*TESTO CITATO*.
******

Le sinistre nell’occhio del ciclone


Raúl Zibechi

Nell’edizione di novembre di Le Monde Diplomatique, Serge Halimi svolge un lungo articolo sul panorama dei problemi che la sinistra europea attraversa. Sulla Sinistra che non vogliamo più, apre una forte critica ai governi che si proclamano socialisti per la loro gestione della crisi, giacché non trova molte grandi differenze tra ciò che fanno i conservatori ed i progressisti una volta che dirigono la cosa pubblica.

“La sinistra riformista per un effetto ottico si distingue dai conservatori mentre perdura la campagna. Dopo, quando ha l’occasione, cerca di governare come i suoi avversari per non disturbare l’ordine economico, per proteggere l’argenteria del castello”.

La cosa interessante della sua analisi è che punta sulle rotture. Riscatta il trionfo elettorale del Fronte Popolare francese nel 1936, non per quello che fece il governo, ma perché la sua vittoria liberò un movimento di rivolta sociale nel dare agli operai la sensazione che non si sarebbero più scontrati come prima contro il muro della repressione poliziesca e padronale. Insomma, punta sull’elettorale in quanto può essere un detonatore della protesta sociale per elaborare le necessarie rotture con il capitalismo. È un cambiamento rispetto alla tradizionale strategia delle sinistre, non solo europee, giacché il soggetto torna ad essere la lotta sociale, la lotta di classe, e non più gli apparati politico-elettorali.

Halimi riconosce i rischi che racchiude la crisi attuale, ossia, lo straripamento del capitale finanziario contro gli stati dopo il loro attacco frontale ai settori popolari. La sua analisi non giunge, nonostante tutto quanto di positivo include, a disegnare una strategia alternativa a quella che fino ad ora è stata egemonica nelle sinistre: tanto quelle europee come quelle dei paesi periferici, tanto moderate che radicali. Molti dei dilemmi che vengono sollevati nel continente che ha visto nascere il sindacalismo, il socialismo ed il comunismo e che sembra rassegnarsi più di altri alla loro scomparsa, sono in realtà problemi che affliggono tutti noi anticapitalisti di tutte le parti del mondo.

Lo riassumerò in due aspetti: non abbiamo strategie per vincere il capitale, né elettorali né insurrezionali, e non abbiamo nemmeno un immaginario alternativo alle urne o alla presa del palazzo. In secondo luogo, non abbiamo messo in piedi economie autosostenibili, capaci di sostenere la vita e di entusiasmare quelli abbasso a dedicare tutte le proprie energie ai questi compiti. Insomma, se arrivassimo a trionfare contro il capitale, non sappiamo con cosa sostituire il capitalismo, salvo impegnarci a ripetere quel socialismo di stato (che in realtà era un capitalismo di stato autoritario) che ha fracassato alla fine del decennio del 1980.

******

*DATI ARCHIVIATI*.
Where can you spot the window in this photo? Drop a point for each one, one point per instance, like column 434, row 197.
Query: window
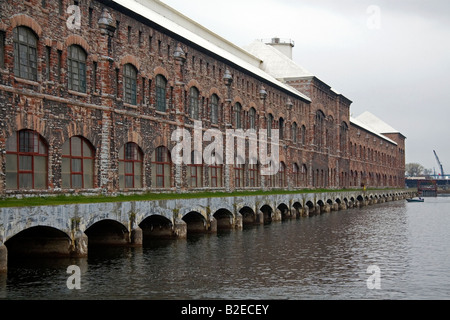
column 194, row 103
column 130, row 84
column 161, row 168
column 282, row 175
column 196, row 170
column 294, row 132
column 2, row 49
column 253, row 175
column 281, row 128
column 161, row 84
column 77, row 69
column 269, row 125
column 77, row 168
column 343, row 138
column 303, row 133
column 25, row 53
column 215, row 172
column 59, row 65
column 239, row 173
column 252, row 118
column 237, row 115
column 47, row 62
column 214, row 109
column 296, row 174
column 94, row 76
column 26, row 161
column 318, row 129
column 130, row 166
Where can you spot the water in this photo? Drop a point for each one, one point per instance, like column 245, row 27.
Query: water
column 322, row 257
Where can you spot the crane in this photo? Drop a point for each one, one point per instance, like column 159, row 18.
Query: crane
column 440, row 164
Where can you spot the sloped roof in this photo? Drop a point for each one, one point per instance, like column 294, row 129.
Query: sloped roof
column 368, row 127
column 179, row 24
column 275, row 62
column 376, row 123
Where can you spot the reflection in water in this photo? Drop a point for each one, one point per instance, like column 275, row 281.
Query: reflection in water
column 322, row 257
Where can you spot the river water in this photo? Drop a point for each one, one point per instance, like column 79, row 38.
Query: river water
column 323, row 257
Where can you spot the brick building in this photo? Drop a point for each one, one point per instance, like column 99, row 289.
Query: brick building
column 92, row 90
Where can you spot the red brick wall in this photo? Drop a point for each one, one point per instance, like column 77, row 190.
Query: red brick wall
column 101, row 115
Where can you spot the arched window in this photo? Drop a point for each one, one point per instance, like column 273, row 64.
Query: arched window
column 319, row 128
column 343, row 138
column 161, row 168
column 214, row 109
column 76, row 67
column 281, row 128
column 303, row 134
column 196, row 170
column 130, row 84
column 282, row 175
column 161, row 93
column 130, row 166
column 215, row 171
column 238, row 115
column 269, row 125
column 26, row 161
column 25, row 53
column 239, row 173
column 294, row 132
column 296, row 175
column 304, row 175
column 77, row 170
column 252, row 118
column 253, row 174
column 194, row 105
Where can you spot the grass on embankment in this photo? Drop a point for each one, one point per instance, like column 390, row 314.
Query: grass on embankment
column 79, row 199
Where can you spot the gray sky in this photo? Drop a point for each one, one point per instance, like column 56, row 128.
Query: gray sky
column 390, row 57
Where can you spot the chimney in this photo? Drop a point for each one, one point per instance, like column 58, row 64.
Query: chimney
column 283, row 45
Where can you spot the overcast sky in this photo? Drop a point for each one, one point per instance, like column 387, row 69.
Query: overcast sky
column 390, row 57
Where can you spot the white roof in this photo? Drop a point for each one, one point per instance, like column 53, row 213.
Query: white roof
column 179, row 24
column 376, row 123
column 369, row 128
column 275, row 62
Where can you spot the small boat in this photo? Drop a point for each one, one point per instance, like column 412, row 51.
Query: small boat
column 415, row 200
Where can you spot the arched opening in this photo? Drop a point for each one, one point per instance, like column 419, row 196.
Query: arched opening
column 107, row 233
column 267, row 213
column 195, row 222
column 298, row 209
column 248, row 216
column 156, row 227
column 285, row 213
column 39, row 242
column 224, row 219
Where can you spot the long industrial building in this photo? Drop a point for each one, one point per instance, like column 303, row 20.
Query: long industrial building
column 91, row 92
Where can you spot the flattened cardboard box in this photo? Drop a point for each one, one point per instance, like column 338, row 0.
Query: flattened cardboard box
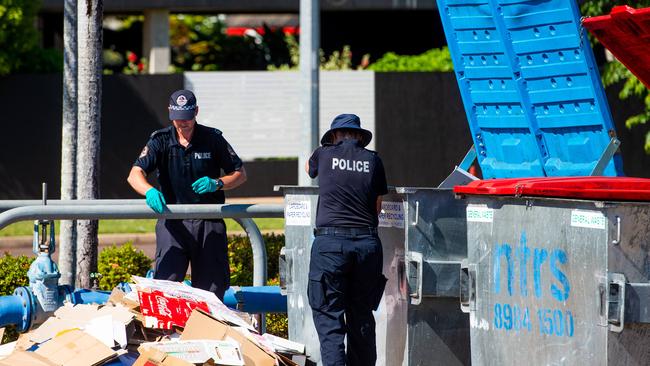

******

*ISTRUZIONI DEL COMPITO*.
Traduci in inglese questa frase dell'articolo sulle sinistre: «La sinistra riformista per un effetto ottico si distingue dai conservatori mentre perdura la campagna.»

*RISPOSTA COMPLETA*.
By an optical effect, the reformist left stands apart from the conservatives while the campaign lasts.